- [THE REQUEST] Quote every line as given.

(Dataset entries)
────────────────────────────────────────
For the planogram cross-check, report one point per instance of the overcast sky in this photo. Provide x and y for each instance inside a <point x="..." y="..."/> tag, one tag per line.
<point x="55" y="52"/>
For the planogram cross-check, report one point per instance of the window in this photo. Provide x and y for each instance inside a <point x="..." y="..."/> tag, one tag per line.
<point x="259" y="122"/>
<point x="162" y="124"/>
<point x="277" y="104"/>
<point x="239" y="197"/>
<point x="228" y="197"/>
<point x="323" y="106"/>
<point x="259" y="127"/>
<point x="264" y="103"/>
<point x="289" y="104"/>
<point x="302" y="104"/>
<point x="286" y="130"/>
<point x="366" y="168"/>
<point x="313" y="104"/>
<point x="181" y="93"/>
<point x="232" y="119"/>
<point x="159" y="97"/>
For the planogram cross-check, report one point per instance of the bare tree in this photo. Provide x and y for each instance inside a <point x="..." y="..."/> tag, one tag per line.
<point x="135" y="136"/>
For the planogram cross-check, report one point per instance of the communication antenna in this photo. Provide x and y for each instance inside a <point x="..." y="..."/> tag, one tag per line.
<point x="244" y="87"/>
────────────────────────────────────────
- [REPLY TO THE EXERCISE]
For the planogram cross-check, report one point per instance of the overcast sky in this photo. Provide x and y for each instance inside a <point x="..." y="..."/> tag, one tag per line.
<point x="55" y="52"/>
For the planogram cross-check, report one point per instance of the window in this photo. Provide x and y for each instance inside a <point x="..." y="..."/> tag, one tag per line.
<point x="259" y="122"/>
<point x="162" y="124"/>
<point x="277" y="104"/>
<point x="239" y="197"/>
<point x="228" y="197"/>
<point x="323" y="106"/>
<point x="259" y="127"/>
<point x="264" y="103"/>
<point x="289" y="104"/>
<point x="302" y="104"/>
<point x="286" y="130"/>
<point x="366" y="168"/>
<point x="313" y="104"/>
<point x="181" y="93"/>
<point x="232" y="119"/>
<point x="159" y="97"/>
For the planogram cross-check, report one point per instance of the bare tree in this photo. Provide x and y for each instance inside a <point x="..." y="..."/> tag, one tag per line.
<point x="135" y="136"/>
For the planogram cross-check, report one point per instance of the communication antenna in this photo. Provide x and y for each instance inside a <point x="..." y="..."/> tag, one tag per line.
<point x="244" y="87"/>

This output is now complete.